[Records supplied — start]

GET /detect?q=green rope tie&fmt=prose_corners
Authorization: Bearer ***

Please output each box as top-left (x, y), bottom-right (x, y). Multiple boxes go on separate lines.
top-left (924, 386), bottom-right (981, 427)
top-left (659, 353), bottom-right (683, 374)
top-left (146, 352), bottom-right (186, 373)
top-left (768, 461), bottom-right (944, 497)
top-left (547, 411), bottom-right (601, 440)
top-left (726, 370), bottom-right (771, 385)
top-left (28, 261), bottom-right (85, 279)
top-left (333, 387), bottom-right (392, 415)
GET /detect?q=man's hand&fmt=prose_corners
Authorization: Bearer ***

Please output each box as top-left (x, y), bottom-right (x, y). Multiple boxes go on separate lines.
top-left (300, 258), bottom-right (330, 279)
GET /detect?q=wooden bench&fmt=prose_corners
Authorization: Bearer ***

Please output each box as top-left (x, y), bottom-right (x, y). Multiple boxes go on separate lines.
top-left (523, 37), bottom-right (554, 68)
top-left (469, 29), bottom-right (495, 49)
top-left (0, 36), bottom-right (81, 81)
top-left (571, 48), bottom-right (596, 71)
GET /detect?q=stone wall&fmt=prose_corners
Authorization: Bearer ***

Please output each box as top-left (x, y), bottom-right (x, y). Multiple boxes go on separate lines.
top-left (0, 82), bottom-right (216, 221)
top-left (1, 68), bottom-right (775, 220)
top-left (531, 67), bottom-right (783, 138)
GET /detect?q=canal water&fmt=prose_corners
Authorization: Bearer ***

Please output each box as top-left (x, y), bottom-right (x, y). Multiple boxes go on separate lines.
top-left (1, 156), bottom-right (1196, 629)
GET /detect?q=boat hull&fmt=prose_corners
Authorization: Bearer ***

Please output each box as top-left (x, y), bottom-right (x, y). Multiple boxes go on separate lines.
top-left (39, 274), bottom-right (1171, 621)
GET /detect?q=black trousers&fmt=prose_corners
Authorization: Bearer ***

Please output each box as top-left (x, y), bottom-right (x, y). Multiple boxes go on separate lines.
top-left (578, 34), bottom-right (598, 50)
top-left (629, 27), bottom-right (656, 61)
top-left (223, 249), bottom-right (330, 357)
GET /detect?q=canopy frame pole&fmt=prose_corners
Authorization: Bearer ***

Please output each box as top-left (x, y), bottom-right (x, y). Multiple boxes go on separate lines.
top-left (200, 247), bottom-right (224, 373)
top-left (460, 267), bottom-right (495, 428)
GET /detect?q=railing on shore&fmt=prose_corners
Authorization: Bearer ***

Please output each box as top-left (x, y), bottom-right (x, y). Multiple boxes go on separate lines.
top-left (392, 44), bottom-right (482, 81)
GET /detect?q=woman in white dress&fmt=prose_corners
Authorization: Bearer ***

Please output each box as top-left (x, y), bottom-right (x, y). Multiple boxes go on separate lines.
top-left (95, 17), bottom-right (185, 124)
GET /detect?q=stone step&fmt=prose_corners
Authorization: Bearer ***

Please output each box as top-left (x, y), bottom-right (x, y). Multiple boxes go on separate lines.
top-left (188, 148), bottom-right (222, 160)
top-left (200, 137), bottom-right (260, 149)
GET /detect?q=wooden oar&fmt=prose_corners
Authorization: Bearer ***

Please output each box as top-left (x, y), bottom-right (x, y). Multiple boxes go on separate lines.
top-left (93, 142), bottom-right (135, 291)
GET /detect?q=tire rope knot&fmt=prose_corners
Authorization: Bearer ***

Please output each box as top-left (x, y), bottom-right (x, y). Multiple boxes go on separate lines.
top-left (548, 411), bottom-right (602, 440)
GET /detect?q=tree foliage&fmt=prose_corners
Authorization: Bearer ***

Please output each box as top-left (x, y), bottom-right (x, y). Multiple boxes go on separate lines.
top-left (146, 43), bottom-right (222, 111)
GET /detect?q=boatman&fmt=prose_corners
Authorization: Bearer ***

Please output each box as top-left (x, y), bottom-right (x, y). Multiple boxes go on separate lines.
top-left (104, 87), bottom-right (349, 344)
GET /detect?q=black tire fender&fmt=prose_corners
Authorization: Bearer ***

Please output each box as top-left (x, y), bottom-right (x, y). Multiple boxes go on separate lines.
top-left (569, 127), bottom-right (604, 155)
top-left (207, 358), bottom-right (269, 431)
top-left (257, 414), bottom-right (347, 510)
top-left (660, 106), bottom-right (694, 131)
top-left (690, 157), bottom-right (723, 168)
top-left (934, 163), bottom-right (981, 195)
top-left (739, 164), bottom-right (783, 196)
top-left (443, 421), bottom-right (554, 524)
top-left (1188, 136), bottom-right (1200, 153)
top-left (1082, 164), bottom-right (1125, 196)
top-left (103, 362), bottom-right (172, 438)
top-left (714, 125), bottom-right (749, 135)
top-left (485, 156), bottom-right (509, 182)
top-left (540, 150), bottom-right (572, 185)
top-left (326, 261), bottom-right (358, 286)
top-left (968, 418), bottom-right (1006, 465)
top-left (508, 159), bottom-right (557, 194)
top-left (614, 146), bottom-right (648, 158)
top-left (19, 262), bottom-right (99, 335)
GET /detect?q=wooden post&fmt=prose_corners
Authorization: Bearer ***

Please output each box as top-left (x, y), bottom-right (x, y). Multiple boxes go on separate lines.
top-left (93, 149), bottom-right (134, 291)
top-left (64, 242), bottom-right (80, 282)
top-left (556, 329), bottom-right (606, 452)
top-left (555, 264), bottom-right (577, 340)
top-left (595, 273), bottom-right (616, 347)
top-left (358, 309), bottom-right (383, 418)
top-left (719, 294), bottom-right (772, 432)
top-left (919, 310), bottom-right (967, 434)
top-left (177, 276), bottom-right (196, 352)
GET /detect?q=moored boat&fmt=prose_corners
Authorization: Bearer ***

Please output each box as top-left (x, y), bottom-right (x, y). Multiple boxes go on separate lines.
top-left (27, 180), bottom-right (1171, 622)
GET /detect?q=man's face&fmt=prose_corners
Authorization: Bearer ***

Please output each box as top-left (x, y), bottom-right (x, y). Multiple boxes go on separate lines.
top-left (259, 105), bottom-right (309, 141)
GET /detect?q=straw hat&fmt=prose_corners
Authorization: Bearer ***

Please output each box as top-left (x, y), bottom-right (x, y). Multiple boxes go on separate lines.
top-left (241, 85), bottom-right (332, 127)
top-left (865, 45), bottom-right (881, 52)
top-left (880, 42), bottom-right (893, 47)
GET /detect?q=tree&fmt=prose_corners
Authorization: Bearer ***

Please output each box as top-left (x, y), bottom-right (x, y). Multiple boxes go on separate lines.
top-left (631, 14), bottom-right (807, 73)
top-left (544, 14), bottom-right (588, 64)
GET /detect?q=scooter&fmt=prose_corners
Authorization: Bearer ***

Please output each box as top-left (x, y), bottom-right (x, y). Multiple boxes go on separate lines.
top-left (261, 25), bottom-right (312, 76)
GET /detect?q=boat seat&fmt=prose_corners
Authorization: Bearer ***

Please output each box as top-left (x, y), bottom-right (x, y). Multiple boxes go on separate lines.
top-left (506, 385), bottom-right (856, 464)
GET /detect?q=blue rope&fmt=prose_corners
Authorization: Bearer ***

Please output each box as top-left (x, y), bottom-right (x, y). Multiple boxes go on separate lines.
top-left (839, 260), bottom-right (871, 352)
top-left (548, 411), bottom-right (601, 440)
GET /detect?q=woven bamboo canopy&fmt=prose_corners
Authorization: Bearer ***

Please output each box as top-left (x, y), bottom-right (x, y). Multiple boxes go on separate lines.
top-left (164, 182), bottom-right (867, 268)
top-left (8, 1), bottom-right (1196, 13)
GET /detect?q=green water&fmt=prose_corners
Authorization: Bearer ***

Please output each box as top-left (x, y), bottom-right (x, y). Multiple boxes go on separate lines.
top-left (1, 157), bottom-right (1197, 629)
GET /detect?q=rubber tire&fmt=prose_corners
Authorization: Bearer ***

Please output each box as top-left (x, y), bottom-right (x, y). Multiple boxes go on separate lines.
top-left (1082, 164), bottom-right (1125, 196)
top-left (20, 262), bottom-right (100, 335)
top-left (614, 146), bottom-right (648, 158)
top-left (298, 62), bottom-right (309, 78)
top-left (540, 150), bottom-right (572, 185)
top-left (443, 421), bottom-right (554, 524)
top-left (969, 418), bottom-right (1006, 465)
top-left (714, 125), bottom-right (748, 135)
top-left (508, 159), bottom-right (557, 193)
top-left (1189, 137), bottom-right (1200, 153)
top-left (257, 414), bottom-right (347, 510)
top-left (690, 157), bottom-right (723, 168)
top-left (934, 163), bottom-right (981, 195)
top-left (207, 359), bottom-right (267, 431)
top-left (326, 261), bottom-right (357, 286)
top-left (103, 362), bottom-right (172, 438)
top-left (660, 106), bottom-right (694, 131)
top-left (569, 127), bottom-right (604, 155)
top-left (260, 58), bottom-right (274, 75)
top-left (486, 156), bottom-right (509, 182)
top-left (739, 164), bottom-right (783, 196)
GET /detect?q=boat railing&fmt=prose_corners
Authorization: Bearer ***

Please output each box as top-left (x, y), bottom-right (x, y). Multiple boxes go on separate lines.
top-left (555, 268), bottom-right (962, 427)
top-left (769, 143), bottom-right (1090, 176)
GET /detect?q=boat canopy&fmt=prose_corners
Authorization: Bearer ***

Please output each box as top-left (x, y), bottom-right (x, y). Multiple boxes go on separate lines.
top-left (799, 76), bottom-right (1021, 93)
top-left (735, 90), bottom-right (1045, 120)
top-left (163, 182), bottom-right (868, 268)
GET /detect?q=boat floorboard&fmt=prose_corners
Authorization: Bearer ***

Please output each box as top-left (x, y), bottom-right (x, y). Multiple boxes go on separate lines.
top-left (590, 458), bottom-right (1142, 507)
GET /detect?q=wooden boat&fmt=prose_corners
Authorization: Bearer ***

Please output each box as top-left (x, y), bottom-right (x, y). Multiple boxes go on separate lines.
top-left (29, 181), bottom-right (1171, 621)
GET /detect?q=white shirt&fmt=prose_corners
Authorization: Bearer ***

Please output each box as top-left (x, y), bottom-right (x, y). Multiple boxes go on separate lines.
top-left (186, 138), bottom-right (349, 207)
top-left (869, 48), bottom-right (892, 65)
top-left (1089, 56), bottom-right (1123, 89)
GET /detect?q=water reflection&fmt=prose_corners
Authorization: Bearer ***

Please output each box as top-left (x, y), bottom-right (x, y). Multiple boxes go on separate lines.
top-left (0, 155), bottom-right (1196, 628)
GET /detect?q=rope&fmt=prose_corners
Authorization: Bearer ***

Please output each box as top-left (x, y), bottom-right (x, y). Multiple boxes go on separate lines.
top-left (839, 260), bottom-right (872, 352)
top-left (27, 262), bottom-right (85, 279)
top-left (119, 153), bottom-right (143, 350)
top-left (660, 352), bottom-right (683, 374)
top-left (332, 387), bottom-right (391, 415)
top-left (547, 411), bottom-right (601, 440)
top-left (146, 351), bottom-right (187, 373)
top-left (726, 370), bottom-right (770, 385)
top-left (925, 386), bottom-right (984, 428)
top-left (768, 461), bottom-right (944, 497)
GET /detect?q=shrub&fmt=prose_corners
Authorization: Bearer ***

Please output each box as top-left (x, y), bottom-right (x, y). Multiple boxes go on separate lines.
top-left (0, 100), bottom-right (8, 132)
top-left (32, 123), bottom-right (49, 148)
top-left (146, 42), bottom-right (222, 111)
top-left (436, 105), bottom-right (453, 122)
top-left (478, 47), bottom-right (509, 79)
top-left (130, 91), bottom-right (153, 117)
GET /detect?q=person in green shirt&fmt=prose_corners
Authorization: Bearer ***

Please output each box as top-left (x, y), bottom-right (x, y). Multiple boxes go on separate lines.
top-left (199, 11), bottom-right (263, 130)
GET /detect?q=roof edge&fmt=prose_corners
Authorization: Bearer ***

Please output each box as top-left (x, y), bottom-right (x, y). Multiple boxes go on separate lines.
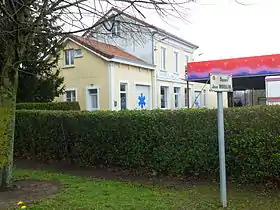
top-left (64, 36), bottom-right (155, 70)
top-left (84, 7), bottom-right (199, 49)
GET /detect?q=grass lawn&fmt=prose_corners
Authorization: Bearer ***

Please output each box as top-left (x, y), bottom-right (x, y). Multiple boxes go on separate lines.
top-left (14, 169), bottom-right (280, 210)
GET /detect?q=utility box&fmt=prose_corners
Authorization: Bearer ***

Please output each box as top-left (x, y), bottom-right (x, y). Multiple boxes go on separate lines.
top-left (265, 75), bottom-right (280, 105)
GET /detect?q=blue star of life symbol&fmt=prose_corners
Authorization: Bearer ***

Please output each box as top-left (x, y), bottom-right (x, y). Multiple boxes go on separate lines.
top-left (138, 93), bottom-right (146, 109)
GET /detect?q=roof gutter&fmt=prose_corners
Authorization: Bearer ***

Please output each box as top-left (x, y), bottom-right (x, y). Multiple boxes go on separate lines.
top-left (112, 56), bottom-right (156, 70)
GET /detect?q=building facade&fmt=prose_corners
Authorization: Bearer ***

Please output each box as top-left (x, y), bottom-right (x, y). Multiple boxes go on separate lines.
top-left (85, 8), bottom-right (227, 109)
top-left (55, 36), bottom-right (156, 111)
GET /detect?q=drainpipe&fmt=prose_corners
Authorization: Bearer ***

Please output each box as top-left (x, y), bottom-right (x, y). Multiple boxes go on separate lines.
top-left (187, 78), bottom-right (190, 108)
top-left (152, 31), bottom-right (158, 108)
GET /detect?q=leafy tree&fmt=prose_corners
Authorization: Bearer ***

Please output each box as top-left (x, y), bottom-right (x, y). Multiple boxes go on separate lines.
top-left (0, 0), bottom-right (195, 190)
top-left (17, 32), bottom-right (65, 103)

[Records supplied — finish]

### Exercise
Go line by line through the records above and copy each one containing "canopy".

### Response for this exercise
GET /detect?q=canopy frame pole&fmt=prose_corners
GET /detect?q=woven bamboo canopy&fmt=prose_corners
GET /detect?q=boat canopy&fmt=prose_corners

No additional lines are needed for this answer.